**Source document**
The only ones who control the purse strings on this matters are the members of this Government, Mr. Speaker. We don't, not in Opposition, we don't have the money. But we can say to the Government that it's time to move forward, that in a spirit of bipartisanship all members of this Assembly should be working to improve the lot of Native communities in Québec. And one of the areas where the needs have been the most evident is the area of the administration of justice. If we can start there and restore a greater degree of confidence, mutual confidence, then perhaps it will facilitate our work in many other areas where we have got to be working.

We can all salute the creation of a new peace keeping force at Kanesatake where there are now a number of people who are working there to apply the law. It's an interesting step forward and that is one that has to be applauded, and levels of government that have participated in that regard, including of course this Provincial Government, deserve credit. It's a move in the right direction.

But when one looks that how governments sometimes treat this dossier, one realizes that there is still a long way to go. One of the most glaring examples was prior to the referendum when two ministers went to Kanesatake to where a field of marijuana had been found and, for the television cameras, put on a very good show of ripping up the marijuana and doing this and that. We were very leery at the time that there might be more involved because it mates for such good television at the time of the preparation of a referendum. Well, we were able to conclude, indeed, that there were no charges ever laid in that case. So, maybe that was the «quiproquo» that was involved, that someone was allowing them to come in and take these great pictures before a referendum and then, everything was forgotten despite the fact that what was involved was a clear violation of the law.

**Exercise data**
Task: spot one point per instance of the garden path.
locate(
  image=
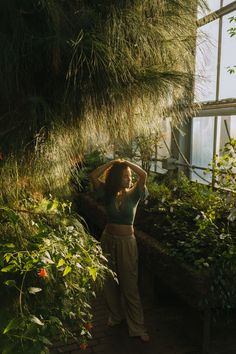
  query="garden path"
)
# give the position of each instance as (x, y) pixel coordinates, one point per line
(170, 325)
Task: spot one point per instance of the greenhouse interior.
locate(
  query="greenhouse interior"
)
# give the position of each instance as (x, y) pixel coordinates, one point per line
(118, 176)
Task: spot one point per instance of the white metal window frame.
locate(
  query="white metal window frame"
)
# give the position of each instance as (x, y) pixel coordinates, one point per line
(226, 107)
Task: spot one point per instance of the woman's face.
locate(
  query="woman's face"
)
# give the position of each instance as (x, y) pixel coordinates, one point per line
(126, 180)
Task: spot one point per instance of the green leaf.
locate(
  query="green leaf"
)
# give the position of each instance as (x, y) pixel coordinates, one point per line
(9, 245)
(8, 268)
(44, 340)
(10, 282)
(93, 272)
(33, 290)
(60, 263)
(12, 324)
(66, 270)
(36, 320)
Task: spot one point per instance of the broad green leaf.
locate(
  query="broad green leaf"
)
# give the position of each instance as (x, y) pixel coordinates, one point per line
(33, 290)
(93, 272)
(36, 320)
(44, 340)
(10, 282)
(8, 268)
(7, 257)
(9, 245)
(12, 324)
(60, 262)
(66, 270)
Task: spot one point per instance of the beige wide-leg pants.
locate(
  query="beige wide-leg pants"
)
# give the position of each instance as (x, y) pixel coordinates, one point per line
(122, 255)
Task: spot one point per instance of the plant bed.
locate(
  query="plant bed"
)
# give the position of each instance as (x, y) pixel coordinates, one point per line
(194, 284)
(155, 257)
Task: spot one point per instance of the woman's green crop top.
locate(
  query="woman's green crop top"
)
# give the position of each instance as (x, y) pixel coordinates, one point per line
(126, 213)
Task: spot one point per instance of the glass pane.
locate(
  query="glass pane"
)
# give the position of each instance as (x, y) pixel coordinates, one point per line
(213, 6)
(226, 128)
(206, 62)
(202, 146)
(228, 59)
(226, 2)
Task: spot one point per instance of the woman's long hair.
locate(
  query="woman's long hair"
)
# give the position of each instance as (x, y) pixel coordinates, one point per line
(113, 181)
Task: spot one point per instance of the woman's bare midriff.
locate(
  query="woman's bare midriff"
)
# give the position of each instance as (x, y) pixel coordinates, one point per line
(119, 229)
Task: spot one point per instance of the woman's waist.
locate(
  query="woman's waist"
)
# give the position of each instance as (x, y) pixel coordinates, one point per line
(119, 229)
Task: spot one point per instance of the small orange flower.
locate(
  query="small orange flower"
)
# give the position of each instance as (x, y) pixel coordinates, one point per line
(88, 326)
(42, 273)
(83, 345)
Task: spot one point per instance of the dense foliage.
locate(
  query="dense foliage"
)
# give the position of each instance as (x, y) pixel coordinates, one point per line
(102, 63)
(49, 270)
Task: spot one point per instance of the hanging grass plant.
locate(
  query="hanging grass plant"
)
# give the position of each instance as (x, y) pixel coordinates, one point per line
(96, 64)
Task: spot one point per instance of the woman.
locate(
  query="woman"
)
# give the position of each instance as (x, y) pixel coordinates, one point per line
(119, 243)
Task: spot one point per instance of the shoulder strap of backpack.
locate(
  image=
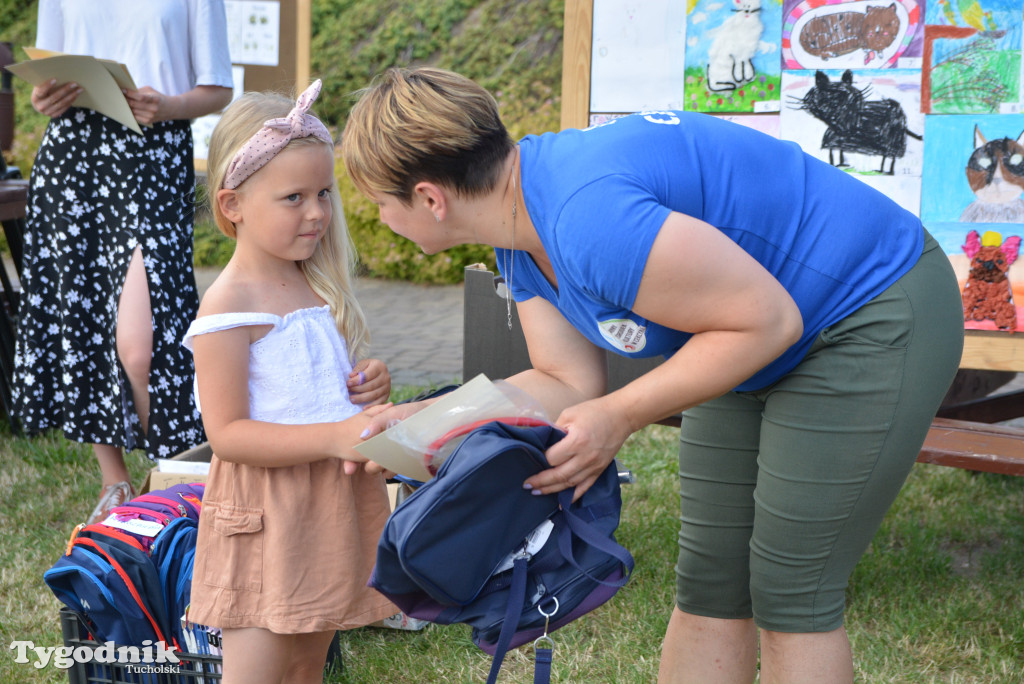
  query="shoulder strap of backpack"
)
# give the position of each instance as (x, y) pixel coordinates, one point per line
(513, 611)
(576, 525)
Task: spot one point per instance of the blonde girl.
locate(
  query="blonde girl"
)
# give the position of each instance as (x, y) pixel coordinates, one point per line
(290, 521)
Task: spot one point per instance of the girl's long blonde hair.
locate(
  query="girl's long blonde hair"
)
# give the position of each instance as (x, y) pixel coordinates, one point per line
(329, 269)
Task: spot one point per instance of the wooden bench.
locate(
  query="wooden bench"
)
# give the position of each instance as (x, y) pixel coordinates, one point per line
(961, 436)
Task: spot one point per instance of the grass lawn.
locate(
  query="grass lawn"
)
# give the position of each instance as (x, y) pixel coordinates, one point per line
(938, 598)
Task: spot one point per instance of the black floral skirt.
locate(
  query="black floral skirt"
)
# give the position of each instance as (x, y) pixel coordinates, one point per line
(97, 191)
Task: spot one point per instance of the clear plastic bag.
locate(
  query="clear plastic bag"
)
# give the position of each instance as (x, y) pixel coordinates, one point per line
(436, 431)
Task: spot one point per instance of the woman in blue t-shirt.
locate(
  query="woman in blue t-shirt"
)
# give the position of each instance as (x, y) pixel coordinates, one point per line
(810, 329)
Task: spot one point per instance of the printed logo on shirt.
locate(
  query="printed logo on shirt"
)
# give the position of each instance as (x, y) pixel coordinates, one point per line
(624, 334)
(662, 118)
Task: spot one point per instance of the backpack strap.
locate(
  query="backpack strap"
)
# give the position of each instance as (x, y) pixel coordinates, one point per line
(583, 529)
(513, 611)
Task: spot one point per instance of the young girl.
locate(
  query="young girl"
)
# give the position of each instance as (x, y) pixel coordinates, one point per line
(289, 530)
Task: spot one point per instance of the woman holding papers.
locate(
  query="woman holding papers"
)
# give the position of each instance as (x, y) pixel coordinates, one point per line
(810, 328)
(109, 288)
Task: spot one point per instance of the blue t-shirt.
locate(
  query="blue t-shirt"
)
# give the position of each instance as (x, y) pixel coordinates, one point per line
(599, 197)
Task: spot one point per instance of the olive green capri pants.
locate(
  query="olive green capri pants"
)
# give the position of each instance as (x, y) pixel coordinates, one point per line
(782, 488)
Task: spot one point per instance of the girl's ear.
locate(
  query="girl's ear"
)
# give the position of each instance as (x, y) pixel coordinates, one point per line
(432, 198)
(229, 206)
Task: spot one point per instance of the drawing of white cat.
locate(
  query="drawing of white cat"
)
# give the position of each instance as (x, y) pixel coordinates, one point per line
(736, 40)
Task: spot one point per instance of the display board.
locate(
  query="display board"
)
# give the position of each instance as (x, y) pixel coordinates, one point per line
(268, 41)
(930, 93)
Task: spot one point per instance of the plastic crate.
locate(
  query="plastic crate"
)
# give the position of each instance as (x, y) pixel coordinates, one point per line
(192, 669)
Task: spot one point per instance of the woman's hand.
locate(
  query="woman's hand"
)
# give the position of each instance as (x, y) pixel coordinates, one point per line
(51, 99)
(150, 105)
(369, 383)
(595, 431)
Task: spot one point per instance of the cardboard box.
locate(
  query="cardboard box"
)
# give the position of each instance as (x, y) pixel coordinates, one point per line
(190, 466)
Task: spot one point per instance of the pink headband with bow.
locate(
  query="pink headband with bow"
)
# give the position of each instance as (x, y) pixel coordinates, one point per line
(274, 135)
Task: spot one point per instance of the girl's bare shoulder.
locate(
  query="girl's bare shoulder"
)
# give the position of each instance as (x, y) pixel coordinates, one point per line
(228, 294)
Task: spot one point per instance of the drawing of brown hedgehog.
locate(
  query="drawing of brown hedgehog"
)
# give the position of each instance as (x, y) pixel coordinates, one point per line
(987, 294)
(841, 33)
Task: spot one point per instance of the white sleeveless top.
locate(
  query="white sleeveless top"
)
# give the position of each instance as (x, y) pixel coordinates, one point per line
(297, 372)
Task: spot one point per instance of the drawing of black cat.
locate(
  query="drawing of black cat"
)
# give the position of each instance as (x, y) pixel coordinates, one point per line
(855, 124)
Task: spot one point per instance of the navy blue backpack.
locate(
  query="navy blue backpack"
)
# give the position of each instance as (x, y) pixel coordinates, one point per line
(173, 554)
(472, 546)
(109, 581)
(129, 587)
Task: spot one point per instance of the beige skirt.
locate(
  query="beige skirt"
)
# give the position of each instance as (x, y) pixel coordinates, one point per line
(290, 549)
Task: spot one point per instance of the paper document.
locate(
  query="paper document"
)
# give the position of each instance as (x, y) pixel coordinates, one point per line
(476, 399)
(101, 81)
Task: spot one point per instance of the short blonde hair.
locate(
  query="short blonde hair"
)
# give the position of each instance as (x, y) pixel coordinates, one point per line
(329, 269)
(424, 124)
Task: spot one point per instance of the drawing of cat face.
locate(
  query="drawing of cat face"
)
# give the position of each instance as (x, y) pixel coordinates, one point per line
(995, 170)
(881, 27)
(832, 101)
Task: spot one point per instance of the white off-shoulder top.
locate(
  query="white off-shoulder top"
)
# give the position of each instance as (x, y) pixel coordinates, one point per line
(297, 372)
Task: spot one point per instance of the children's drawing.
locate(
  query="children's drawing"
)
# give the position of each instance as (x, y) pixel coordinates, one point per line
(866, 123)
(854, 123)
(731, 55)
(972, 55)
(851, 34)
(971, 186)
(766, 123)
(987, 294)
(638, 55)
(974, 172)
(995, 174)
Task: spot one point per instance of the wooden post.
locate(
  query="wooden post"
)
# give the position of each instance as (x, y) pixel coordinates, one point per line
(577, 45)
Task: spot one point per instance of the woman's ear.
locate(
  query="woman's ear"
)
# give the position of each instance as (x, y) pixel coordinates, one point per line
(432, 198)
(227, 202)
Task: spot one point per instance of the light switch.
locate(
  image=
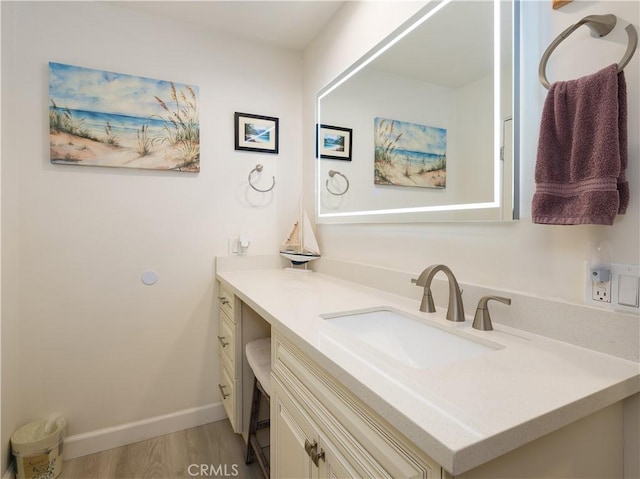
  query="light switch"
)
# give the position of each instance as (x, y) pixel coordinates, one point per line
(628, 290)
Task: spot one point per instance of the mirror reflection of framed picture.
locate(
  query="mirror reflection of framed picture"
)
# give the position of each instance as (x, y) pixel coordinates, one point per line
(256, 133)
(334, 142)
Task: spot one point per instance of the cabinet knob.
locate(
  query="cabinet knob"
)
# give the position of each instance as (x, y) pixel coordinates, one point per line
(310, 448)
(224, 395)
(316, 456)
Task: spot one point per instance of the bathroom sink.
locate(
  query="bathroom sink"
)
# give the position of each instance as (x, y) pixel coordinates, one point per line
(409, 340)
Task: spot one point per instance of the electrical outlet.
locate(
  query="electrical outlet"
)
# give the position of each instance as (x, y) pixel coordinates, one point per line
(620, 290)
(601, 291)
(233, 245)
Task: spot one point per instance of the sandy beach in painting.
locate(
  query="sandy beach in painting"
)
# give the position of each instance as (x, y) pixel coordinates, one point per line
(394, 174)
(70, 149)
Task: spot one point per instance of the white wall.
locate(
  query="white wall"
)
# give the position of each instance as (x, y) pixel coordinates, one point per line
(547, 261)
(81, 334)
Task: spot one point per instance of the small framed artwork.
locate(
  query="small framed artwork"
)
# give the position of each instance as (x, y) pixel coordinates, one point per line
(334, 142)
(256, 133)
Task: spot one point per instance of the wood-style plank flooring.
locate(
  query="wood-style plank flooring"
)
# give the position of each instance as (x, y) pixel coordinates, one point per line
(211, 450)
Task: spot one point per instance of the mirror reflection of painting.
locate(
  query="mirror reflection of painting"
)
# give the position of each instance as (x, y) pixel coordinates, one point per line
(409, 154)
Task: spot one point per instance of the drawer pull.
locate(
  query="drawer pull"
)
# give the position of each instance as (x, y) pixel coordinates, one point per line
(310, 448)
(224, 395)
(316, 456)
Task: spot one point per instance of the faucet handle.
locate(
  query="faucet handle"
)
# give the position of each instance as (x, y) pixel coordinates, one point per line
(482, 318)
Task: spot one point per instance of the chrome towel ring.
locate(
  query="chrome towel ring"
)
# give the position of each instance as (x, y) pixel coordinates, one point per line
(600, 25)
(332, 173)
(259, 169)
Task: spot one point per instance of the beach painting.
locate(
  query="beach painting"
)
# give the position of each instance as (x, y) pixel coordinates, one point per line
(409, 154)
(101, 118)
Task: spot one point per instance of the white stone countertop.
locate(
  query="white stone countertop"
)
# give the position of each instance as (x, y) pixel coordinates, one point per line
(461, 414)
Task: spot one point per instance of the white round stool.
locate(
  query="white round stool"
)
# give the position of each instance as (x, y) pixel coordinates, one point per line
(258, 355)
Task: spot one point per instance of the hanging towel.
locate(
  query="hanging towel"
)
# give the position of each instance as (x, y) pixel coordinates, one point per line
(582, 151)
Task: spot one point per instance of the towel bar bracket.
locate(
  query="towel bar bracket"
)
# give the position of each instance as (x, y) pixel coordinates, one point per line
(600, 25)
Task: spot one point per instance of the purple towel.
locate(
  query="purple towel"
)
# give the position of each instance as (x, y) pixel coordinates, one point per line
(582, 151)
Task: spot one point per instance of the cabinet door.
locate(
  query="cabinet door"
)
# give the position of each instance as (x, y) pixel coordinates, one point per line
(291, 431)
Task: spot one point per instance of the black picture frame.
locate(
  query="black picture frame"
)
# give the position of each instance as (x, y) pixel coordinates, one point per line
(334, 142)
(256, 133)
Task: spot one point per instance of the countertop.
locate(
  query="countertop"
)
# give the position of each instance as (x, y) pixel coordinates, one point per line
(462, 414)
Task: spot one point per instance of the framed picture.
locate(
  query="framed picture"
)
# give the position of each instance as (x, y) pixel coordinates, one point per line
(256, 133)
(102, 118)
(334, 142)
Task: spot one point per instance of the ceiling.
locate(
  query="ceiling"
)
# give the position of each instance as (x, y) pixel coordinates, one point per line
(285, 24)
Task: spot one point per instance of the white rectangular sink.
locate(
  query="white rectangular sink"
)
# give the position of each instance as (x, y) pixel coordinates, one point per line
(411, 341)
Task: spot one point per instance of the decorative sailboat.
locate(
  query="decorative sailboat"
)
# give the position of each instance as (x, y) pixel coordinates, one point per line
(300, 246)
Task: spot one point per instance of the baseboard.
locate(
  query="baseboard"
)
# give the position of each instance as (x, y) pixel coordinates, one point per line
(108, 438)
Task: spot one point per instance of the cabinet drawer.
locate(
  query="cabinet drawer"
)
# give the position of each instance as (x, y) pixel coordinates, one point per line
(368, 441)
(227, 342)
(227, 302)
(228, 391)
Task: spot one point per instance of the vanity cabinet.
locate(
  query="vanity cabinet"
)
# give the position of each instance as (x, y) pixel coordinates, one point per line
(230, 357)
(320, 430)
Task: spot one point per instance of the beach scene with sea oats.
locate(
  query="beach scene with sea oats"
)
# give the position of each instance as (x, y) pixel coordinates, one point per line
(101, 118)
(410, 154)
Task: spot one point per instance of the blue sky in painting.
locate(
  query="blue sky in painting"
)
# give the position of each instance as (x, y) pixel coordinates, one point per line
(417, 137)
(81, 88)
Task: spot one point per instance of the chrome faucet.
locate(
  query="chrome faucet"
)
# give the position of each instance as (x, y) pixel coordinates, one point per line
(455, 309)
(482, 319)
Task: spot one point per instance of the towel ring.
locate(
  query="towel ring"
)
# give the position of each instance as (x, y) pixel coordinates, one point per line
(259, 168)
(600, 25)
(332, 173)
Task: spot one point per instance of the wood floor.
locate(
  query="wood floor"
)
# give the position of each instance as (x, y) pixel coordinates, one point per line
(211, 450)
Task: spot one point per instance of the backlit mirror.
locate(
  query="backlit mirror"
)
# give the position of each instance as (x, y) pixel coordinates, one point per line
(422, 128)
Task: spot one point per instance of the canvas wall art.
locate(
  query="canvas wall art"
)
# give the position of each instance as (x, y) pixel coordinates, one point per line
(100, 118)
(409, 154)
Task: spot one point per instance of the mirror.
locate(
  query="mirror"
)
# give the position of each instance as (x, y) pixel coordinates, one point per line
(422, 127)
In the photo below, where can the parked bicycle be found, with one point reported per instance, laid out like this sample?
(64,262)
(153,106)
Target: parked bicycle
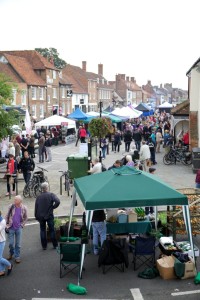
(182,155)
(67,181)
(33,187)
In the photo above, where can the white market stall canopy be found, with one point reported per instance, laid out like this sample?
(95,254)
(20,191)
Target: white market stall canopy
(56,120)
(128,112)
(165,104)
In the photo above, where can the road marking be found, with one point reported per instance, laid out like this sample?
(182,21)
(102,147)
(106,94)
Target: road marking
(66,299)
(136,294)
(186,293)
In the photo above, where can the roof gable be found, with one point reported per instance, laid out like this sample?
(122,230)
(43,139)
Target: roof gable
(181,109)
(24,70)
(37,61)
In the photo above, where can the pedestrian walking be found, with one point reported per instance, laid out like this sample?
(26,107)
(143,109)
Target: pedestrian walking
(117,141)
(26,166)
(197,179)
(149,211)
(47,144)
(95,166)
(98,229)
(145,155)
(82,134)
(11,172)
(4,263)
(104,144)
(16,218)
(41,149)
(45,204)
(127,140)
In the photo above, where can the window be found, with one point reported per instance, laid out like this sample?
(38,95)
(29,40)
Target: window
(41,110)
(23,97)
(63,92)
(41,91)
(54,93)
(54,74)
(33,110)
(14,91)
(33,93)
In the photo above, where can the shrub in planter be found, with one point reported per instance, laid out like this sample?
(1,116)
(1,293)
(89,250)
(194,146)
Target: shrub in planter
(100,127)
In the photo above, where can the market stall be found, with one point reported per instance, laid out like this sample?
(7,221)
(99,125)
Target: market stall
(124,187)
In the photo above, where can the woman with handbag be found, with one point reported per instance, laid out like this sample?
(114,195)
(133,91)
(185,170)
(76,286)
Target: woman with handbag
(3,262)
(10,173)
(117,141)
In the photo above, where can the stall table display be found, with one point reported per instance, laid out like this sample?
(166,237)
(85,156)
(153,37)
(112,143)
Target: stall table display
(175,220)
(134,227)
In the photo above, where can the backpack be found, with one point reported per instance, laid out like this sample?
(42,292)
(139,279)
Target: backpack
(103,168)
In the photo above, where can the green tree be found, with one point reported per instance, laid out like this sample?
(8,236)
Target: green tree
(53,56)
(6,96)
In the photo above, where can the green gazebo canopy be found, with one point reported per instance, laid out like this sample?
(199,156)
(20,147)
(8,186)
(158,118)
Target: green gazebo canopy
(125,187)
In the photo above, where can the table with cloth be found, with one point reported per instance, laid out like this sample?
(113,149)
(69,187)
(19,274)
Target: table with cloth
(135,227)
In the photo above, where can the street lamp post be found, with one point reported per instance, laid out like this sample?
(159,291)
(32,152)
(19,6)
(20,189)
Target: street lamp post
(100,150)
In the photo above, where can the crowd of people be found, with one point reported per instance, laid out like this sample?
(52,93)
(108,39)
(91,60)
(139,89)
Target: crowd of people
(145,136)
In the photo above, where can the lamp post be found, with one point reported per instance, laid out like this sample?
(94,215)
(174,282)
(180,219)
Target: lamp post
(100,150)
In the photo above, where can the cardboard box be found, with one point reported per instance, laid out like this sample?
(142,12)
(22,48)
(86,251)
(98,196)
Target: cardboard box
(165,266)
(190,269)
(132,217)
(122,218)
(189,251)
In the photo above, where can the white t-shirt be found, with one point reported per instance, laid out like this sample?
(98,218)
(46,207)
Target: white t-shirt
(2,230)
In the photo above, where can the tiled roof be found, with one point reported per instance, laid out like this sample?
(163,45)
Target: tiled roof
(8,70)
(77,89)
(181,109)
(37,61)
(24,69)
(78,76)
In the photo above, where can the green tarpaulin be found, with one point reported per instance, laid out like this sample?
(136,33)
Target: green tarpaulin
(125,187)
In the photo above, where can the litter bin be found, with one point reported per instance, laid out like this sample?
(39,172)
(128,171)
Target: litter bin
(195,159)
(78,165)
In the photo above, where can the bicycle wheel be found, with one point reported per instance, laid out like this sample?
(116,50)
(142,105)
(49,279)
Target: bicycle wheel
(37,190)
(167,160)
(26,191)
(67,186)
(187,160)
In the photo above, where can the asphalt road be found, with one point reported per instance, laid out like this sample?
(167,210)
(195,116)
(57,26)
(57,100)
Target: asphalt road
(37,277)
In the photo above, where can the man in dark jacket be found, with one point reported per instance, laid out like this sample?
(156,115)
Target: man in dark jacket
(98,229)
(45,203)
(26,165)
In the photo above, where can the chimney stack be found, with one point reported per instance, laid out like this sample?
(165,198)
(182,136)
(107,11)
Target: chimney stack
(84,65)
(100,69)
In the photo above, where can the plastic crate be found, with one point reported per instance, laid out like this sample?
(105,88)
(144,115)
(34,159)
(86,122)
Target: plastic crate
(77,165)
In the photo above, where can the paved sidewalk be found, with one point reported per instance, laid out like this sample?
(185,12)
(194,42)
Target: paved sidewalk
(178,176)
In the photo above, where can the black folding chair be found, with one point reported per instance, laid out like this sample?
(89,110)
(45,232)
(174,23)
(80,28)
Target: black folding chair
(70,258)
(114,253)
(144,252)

**Tasks to carry out**
**a.** According to the speech, what new body was created at Kanesatake?
**b.** Copy out the passage of the speech from "But when one" up to and including "of the law.".

**Exercise responses**
**a.** A new peace keeping force.

**b.**
But when one looks that how governments sometimes treat this dossier, one realizes that there is still a long way to go. One of the most glaring examples was prior to the referendum when two ministers went to Kanesatake to where a field of marijuana had been found and, for the television cameras, put on a very good show of ripping up the marijuana and doing this and that. We were very leery at the time that there might be more involved because it mates for such good television at the time of the preparation of a referendum. Well, we were able to conclude, indeed, that there were no charges ever laid in that case. So, maybe that was the «quiproquo» that was involved, that someone was allowing them to come in and take these great pictures before a referendum and then, everything was forgotten despite the fact that what was involved was a clear violation of the law.